Segment Start: Data supplied

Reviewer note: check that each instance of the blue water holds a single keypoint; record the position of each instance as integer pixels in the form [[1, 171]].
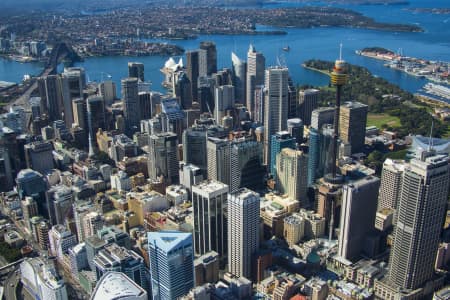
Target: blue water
[[320, 43]]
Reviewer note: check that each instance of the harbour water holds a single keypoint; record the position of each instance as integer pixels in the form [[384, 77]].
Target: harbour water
[[319, 43]]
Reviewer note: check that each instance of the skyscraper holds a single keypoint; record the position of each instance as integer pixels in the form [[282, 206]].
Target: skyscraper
[[163, 159], [136, 70], [391, 182], [291, 175], [246, 165], [209, 200], [211, 56], [239, 78], [280, 140], [421, 207], [192, 69], [359, 205], [352, 125], [218, 157], [275, 106], [256, 64], [308, 101], [243, 231], [224, 101], [171, 264], [130, 99]]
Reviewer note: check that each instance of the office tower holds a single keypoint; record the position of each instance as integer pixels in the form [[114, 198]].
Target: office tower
[[41, 279], [163, 159], [211, 56], [421, 207], [243, 231], [239, 78], [359, 206], [280, 140], [320, 153], [291, 173], [118, 259], [136, 70], [6, 175], [391, 182], [145, 105], [218, 157], [223, 101], [39, 157], [117, 285], [206, 268], [192, 71], [352, 125], [130, 99], [256, 64], [60, 240], [96, 114], [307, 102], [292, 99], [91, 223], [183, 91], [194, 147], [173, 118], [107, 89], [171, 264], [93, 246], [59, 200], [246, 165], [321, 116], [209, 200], [79, 109], [275, 106], [295, 129]]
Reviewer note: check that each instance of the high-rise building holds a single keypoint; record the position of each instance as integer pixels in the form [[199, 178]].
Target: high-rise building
[[321, 116], [359, 206], [107, 89], [163, 159], [136, 70], [243, 231], [421, 207], [60, 240], [307, 102], [193, 72], [280, 140], [39, 157], [117, 285], [218, 157], [295, 129], [211, 56], [275, 106], [256, 64], [130, 99], [352, 125], [194, 147], [223, 101], [239, 78], [210, 227], [291, 175], [246, 165], [391, 182], [171, 264], [41, 279]]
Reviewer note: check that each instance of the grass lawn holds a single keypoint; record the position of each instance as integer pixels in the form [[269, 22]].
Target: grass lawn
[[380, 119]]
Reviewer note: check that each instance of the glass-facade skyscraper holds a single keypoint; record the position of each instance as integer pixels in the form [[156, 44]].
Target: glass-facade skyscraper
[[171, 264]]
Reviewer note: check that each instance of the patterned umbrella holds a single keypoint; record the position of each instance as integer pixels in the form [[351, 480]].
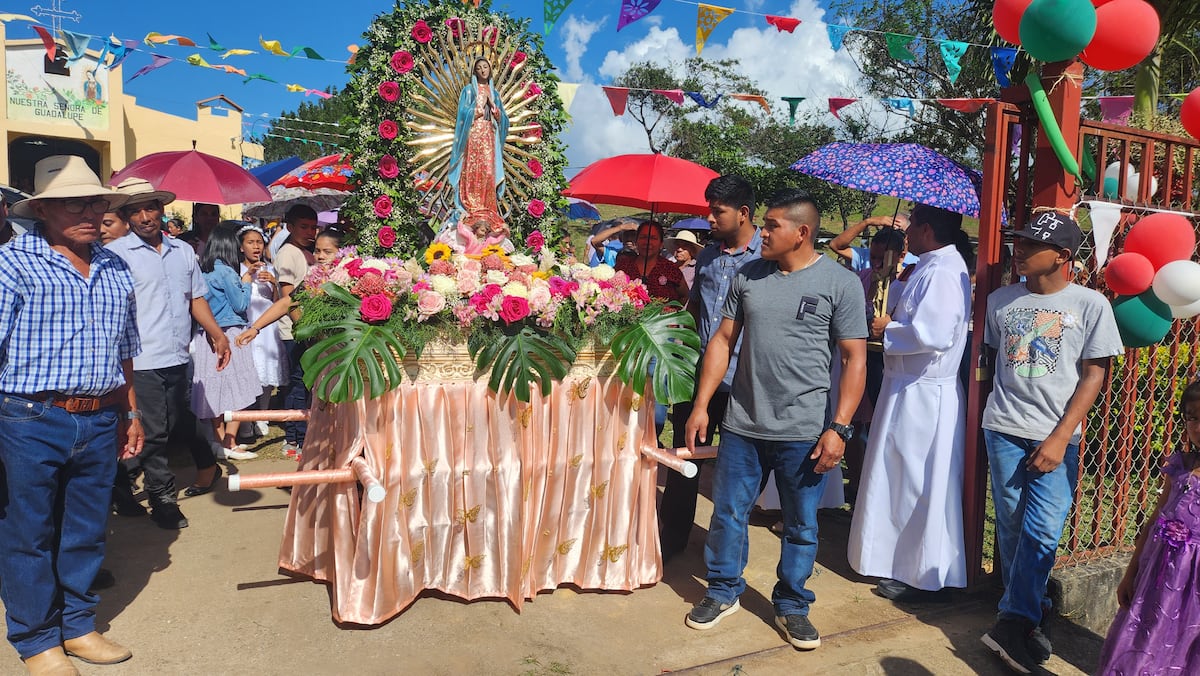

Segment End: Data supplied

**What you should do**
When you write out the data, keep every line exact and drop the pictures.

**Answer to this task**
Reviewer note: check that each instance of the blue water holds a single keypoint; record the position of each instance as integer pixels in the form [[1, 171]].
Target: blue water
[[320, 43]]
Reviewer note: check that each instance of the harbour water holds a single keypoint; record the position of each instance as integer pixels in the form [[384, 77]].
Target: harbour water
[[319, 43]]
Reviewer note: check that each instance of the skyscraper holds a single keypoint; record the position of each instance as integer pixels in the form [[282, 206]].
Target: skyscraper
[[163, 159], [136, 70], [391, 182], [291, 175], [246, 165], [209, 200], [211, 56], [239, 78], [280, 140], [421, 207], [192, 69], [359, 205], [352, 125], [218, 157], [275, 106], [256, 64], [308, 101], [243, 231], [224, 101], [171, 264], [130, 99]]
Reviewer note: check that each instance of the office tower holds a single keypoint; record the position of each instance as integer pixels in the form [[114, 198]].
Target: office tower
[[41, 279], [163, 159], [211, 56], [421, 207], [243, 231], [239, 78], [359, 206], [280, 140], [320, 153], [291, 173], [118, 259], [136, 70], [6, 175], [391, 182], [145, 105], [218, 157], [223, 101], [39, 157], [117, 285], [206, 268], [192, 71], [352, 125], [130, 99], [256, 64], [60, 240], [96, 114], [307, 102], [292, 99], [91, 223], [183, 91], [194, 147], [173, 118], [107, 89], [171, 264], [93, 246], [59, 200], [246, 165], [321, 116], [209, 200], [79, 109], [275, 106], [295, 129]]
Reviewer note: check that each instance of the high-rise building holds a single keypoint; record the position of each instance as integer pixels in the form [[199, 178]].
Target: high-rise building
[[321, 116], [359, 206], [107, 89], [163, 159], [136, 70], [243, 231], [421, 207], [60, 240], [307, 102], [193, 72], [280, 140], [39, 157], [117, 285], [218, 157], [295, 129], [211, 56], [275, 106], [256, 64], [130, 99], [352, 125], [194, 147], [223, 101], [239, 78], [210, 227], [291, 175], [246, 165], [391, 182], [171, 264], [41, 279]]
Reviewer note: check that each instance of the grass lawn holds a single keypoint; record the position of each instance as integer pixels in the form [[269, 22]].
Target: grass lawn
[[380, 119]]
Reviewer note: check that each instance of the glass-facade skyscraper holds a single keypoint; record the position of each instance as integer pixels in the form [[156, 44]].
Target: glass-facade skyscraper
[[171, 264]]
Reviewer note: check that each instance of the patterned umbrella holds a single keypoint; record the position of each instance as integer pixels in the form [[351, 480]].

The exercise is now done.